:: AIM OF THE EXERCISE ::
According to the text on the Heimlich maneuver, who first described the maneuver, and in what year?

The Heimlich maneuver, also known as abdominal thrusts, is a first aid procedure for clearing an obstructed airway. It has been promoted as a life-saving measure in cases of choking, and also as a treatment for an asthma attack when medication is unavailable or ineffective. It was also used for drowning, but this is no longer advised.

Briefly, a person performing the Heimlich maneuver uses their hands to exert pressure on the bottom of the diaphragm. This compresses the lungs and exerts pressure on any object lodged in the trachea, hopefully expelling it. This amounts to an artificial cough. (The victim of an obstructed airway, having lost the ability to draw air into the lungs, has lost the ability to cough on their own.)

The Heimlich maneuver is named after Henry Heimlich, who first described it in 1974.

:: SUPPLIED INFORMATION ::
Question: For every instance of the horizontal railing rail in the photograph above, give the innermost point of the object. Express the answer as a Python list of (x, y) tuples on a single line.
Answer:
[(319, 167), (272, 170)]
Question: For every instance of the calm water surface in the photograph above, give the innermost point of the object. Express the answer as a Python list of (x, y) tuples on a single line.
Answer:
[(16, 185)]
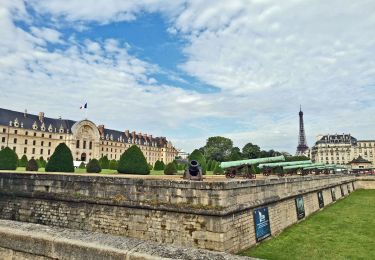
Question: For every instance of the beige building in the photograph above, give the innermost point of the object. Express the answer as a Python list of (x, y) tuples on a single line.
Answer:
[(341, 149), (37, 136)]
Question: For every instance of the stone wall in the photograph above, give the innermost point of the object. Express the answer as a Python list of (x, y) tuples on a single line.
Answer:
[(215, 215)]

:: RESULT FOR THIS TASK ::
Henry Heimlich, in 1974.